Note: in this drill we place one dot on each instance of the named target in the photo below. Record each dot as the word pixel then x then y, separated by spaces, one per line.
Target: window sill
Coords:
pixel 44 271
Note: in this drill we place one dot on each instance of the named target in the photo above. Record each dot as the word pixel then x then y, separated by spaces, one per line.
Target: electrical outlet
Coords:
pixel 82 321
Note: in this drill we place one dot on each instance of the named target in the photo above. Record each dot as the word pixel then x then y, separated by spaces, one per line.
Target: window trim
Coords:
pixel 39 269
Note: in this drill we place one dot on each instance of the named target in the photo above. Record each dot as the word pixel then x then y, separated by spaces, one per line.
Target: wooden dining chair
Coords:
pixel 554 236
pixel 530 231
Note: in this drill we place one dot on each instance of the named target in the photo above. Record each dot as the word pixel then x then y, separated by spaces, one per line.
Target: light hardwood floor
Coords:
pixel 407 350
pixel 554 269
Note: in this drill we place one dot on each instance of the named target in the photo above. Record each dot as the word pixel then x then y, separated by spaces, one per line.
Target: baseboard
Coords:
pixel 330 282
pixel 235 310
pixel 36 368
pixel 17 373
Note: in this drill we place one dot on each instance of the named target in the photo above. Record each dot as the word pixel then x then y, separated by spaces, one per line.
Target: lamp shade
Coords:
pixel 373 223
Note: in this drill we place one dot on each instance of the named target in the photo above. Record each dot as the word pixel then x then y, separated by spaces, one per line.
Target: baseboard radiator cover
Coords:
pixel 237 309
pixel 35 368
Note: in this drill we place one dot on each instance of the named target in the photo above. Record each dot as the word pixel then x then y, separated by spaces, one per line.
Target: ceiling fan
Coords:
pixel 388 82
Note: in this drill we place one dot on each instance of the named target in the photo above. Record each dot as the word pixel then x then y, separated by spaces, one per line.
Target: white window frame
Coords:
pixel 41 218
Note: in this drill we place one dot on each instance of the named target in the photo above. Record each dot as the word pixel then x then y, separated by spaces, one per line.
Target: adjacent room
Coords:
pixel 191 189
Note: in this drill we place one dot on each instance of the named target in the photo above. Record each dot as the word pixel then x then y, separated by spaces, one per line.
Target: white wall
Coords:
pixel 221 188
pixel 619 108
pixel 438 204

____

**What to work on:** Reproduce the records word for word, from their first line up to and including the line that contains "pixel 82 321".

**Complete response:**
Note: in this drill we place one dot on each instance of the named target in the photo below. Record each dot as the word pixel then x then y, separated by spaces, one per line.
Target: window sill
Coords:
pixel 44 271
Note: in this drill we place one dot on each instance of the named target in the photo above. Record each dot as the word pixel then x then y, separated by spaces, one per line.
Target: electrical outlet
Coords:
pixel 82 321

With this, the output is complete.